Activity: Of the entries that follow, how many lines hold the word "building"? Reply with the number only.

^^^^

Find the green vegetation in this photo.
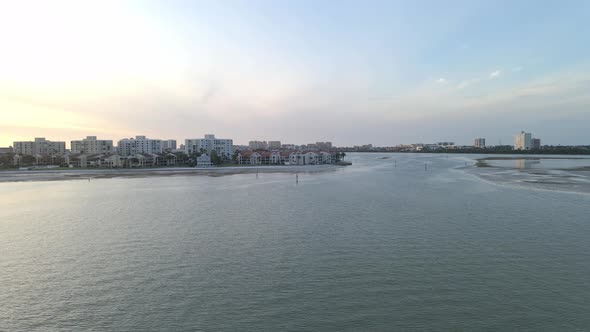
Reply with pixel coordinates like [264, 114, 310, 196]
[210, 150, 223, 166]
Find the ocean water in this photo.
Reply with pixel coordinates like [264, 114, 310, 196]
[1, 153, 589, 331]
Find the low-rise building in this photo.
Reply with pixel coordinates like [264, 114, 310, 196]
[289, 151, 318, 165]
[237, 151, 262, 165]
[103, 154, 124, 168]
[67, 152, 178, 168]
[319, 151, 333, 164]
[237, 150, 293, 165]
[438, 142, 456, 149]
[196, 154, 212, 167]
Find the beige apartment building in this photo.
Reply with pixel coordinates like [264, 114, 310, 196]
[13, 138, 66, 156]
[71, 136, 114, 154]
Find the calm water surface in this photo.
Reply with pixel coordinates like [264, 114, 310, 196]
[1, 153, 589, 331]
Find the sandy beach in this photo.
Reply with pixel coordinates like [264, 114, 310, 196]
[0, 165, 343, 183]
[465, 155, 590, 194]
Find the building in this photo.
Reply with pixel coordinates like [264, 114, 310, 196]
[531, 138, 541, 150]
[0, 147, 13, 154]
[161, 139, 177, 151]
[248, 141, 268, 150]
[67, 152, 178, 168]
[289, 151, 319, 165]
[318, 151, 333, 164]
[316, 142, 333, 150]
[196, 154, 212, 168]
[117, 136, 163, 156]
[13, 138, 66, 156]
[474, 138, 486, 148]
[437, 142, 456, 148]
[185, 134, 233, 159]
[237, 151, 262, 165]
[514, 131, 532, 150]
[71, 136, 113, 154]
[268, 141, 281, 149]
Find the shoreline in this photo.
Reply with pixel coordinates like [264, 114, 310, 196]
[474, 156, 590, 168]
[464, 156, 590, 194]
[0, 165, 343, 183]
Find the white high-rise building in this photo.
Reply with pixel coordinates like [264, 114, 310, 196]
[161, 140, 177, 151]
[514, 131, 532, 150]
[474, 138, 486, 148]
[13, 138, 66, 156]
[185, 134, 233, 159]
[71, 136, 113, 154]
[117, 136, 163, 156]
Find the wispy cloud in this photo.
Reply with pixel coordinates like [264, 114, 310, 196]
[489, 70, 502, 79]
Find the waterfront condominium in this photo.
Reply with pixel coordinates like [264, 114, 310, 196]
[71, 136, 114, 154]
[185, 134, 233, 159]
[514, 131, 532, 150]
[117, 136, 163, 156]
[13, 137, 66, 156]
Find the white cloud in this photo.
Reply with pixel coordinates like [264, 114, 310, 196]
[489, 70, 502, 79]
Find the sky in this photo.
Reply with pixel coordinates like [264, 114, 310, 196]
[0, 0, 589, 147]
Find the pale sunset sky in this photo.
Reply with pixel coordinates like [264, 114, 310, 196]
[0, 0, 589, 147]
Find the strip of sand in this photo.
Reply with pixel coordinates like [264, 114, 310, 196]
[0, 165, 342, 183]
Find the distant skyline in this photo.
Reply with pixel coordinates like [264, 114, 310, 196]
[1, 0, 589, 147]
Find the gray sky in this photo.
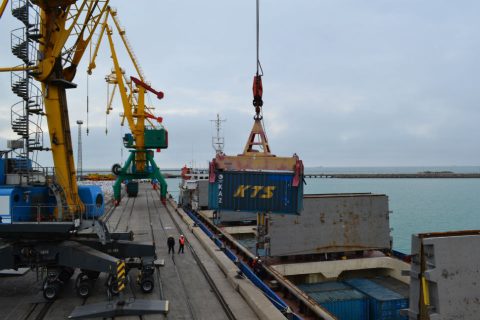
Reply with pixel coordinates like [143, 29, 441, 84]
[1, 1, 479, 169]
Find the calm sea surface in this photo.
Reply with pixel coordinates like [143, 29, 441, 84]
[165, 166, 480, 254]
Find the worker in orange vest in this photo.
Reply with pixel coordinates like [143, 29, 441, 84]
[178, 235, 185, 254]
[249, 256, 259, 269]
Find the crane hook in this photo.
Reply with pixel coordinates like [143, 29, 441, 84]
[252, 75, 263, 119]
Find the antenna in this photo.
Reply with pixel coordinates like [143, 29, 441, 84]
[211, 114, 226, 155]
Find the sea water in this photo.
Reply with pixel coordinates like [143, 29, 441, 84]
[304, 178, 480, 253]
[166, 167, 480, 253]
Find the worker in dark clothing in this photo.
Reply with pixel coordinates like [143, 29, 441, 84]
[178, 235, 185, 254]
[254, 259, 264, 277]
[167, 235, 175, 254]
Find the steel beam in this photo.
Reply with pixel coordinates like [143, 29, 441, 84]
[75, 238, 156, 260]
[69, 299, 169, 319]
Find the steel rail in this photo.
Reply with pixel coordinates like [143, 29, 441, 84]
[147, 191, 198, 320]
[159, 193, 237, 320]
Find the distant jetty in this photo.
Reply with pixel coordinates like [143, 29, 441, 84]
[82, 169, 480, 179]
[303, 171, 480, 179]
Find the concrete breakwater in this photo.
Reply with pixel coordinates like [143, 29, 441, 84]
[303, 172, 480, 179]
[163, 172, 480, 179]
[79, 169, 480, 179]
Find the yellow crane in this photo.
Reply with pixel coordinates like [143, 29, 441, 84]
[0, 0, 8, 19]
[0, 0, 111, 218]
[87, 6, 168, 204]
[0, 2, 170, 315]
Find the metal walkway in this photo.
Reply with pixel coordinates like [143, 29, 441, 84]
[0, 184, 259, 320]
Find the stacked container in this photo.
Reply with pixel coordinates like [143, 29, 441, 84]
[298, 281, 369, 320]
[344, 278, 408, 320]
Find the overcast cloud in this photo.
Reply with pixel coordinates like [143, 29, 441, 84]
[0, 0, 479, 169]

^^^^

Your solution: 4